Copy the entries from the line with "Please complete this annotation. The target class is shiny" through the end of the entries, replacing "emit tight boxes" with "output tight boxes" and changing nothing else.
————————
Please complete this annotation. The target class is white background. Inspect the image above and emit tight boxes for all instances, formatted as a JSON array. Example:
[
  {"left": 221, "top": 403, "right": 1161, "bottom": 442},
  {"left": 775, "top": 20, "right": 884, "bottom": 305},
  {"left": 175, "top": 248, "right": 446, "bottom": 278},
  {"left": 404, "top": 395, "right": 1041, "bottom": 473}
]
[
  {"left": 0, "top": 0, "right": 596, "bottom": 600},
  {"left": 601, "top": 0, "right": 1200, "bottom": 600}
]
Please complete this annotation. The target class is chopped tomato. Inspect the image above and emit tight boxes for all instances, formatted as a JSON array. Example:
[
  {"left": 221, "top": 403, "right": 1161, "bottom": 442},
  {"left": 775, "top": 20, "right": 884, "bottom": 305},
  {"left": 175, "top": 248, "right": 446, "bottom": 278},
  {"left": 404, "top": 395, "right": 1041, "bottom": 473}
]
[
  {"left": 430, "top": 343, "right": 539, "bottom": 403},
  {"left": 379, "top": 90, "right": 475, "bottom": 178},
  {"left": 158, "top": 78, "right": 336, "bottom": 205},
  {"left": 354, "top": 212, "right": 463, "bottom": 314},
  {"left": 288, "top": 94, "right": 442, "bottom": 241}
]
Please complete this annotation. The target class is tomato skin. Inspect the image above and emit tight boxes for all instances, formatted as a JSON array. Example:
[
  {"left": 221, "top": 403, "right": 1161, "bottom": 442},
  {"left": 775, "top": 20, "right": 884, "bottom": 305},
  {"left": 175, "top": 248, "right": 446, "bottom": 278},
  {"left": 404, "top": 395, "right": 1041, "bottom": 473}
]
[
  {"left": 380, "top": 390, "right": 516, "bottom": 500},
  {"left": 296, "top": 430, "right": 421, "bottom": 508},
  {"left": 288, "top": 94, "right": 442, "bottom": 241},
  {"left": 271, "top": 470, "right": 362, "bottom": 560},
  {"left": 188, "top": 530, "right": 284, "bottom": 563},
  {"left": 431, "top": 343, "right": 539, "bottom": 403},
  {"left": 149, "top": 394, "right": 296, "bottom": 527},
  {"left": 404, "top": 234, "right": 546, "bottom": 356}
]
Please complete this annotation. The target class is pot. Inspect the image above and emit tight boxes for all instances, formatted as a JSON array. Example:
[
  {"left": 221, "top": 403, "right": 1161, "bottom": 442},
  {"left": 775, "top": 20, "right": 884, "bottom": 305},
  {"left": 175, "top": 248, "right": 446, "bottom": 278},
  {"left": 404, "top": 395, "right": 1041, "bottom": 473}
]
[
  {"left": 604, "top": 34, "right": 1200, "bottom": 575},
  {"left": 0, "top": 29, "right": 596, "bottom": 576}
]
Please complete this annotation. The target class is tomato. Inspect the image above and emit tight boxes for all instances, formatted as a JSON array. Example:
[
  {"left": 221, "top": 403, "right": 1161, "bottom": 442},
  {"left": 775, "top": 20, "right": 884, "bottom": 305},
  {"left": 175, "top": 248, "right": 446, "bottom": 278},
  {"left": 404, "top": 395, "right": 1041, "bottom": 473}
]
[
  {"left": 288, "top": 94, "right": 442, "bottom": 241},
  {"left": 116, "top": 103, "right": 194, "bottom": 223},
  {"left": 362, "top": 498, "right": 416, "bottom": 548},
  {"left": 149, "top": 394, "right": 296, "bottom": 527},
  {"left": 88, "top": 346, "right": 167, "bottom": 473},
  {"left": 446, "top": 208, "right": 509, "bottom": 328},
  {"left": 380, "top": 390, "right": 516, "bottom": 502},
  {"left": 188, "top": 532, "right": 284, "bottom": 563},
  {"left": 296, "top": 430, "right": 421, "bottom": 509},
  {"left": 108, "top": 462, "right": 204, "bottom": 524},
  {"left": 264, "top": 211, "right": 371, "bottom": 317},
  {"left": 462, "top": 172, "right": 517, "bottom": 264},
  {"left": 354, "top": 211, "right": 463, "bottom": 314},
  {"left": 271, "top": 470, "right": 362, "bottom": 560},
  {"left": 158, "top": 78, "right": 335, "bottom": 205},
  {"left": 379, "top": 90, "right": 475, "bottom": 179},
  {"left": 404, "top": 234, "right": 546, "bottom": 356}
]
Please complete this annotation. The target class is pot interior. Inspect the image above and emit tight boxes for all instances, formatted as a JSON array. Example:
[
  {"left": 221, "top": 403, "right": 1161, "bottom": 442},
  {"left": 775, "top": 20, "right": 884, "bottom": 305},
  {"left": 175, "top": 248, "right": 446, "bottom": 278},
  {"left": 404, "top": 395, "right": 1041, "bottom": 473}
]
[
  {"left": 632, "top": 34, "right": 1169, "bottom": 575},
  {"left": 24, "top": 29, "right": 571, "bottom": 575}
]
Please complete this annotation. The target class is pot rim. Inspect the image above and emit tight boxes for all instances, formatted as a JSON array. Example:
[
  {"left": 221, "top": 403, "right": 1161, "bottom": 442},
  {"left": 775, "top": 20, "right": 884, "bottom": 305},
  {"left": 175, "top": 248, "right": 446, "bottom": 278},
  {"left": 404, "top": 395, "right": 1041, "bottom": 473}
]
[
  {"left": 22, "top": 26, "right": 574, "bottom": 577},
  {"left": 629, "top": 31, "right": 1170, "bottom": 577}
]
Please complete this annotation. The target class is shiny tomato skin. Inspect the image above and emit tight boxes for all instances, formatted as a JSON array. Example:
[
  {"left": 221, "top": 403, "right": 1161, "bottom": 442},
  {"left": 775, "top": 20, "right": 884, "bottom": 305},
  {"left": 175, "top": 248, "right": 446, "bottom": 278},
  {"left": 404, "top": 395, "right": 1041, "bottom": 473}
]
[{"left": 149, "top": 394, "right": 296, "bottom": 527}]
————————
Reply:
Please complete this annotation. The target class is shiny tomato skin. Inspect the image above and output tight boxes for all instances, formatted as a JSON array. Example:
[
  {"left": 221, "top": 403, "right": 1161, "bottom": 442},
  {"left": 775, "top": 20, "right": 884, "bottom": 305},
  {"left": 175, "top": 248, "right": 446, "bottom": 278},
  {"left": 404, "top": 395, "right": 1041, "bottom": 473}
]
[{"left": 149, "top": 394, "right": 296, "bottom": 527}]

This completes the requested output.